• **Written tasks**
a. Name every first file offset address that the passage on graph state data storage labels in its FIG. 3 example.
b. Reproduce the passage on graph state data storage word for word, starting at "At 530, the" and ending at "block in the data file.".

• **Quoted text**
=======

At 530, the graph state data management apparatus sequentially writes the ordered data blocks obtained after the data compression into a data file in the file storage system, where the data file includes each ordered data block obtained after the data compression and a metadata block. Metadata in the metadata block records a mapping relationship between the first file offset address corresponding to the key and a second file offset address of the compressed ordered data block in the data file.

It should be noted that the mapping relationship recorded in the metadata may be a many-to-one mapping relationship or a one-to-many mapping relationship, that is, a plurality of first file offset addresses correspond to one second file offset address, or one first file offset address corresponds to a plurality of second file offset addresses. For example, in the data writing process shown in FIG. 3, it is assumed that the values corresponding to 01 and 12 are constructed into data block 1 (block 1), and the value corresponding to 15 is constructed into data block 2 (block 2), and the value corresponding to 23 is constructed into data blocks 3 and 4 (block 3 and block 4). In this case, in the metadata, a mapping relationship is formed between the second file offset address of block 1 in the data file and each of the first file offset address offset1 corresponding to 01 and the first file offset address offset2 corresponding to 12, a mapping relationship is formed between the first file offset address offset3 corresponding to 15 and the second file offset address of block 2 in the data file, and a mapping relationship is formed between the first file offset address offset4 corresponding to 23 and the second file offset addresses of block 3 and block 4 in the data file.

=======

• **Excerpted records**
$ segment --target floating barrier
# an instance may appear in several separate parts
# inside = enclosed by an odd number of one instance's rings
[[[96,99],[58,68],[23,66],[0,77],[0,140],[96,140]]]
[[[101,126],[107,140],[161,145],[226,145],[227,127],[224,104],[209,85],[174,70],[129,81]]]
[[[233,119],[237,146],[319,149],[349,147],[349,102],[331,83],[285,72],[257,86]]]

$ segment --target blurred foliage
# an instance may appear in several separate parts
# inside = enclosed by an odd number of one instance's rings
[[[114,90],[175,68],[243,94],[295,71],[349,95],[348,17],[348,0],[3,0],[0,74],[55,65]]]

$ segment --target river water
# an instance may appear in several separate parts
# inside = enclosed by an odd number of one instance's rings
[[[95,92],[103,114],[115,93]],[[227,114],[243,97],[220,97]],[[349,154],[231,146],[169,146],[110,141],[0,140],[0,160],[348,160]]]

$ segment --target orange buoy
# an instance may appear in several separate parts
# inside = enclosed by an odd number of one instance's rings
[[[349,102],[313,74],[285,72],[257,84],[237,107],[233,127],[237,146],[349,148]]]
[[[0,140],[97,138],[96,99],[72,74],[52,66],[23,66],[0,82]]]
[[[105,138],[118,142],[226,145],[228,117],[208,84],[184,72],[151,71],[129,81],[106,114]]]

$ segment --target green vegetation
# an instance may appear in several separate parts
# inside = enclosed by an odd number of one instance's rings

=======

• **Exercise answers**
a. offset1, offset2, offset3, offset4

b.
At 530, the graph state data management apparatus sequentially writes the ordered data blocks obtained after the data compression into a data file in the file storage system, where the data file includes each ordered data block obtained after the data compression and a metadata block. Metadata in the metadata block records a mapping relationship between the first file offset address corresponding to the key and a second file offset address of the compressed ordered data block in the data file.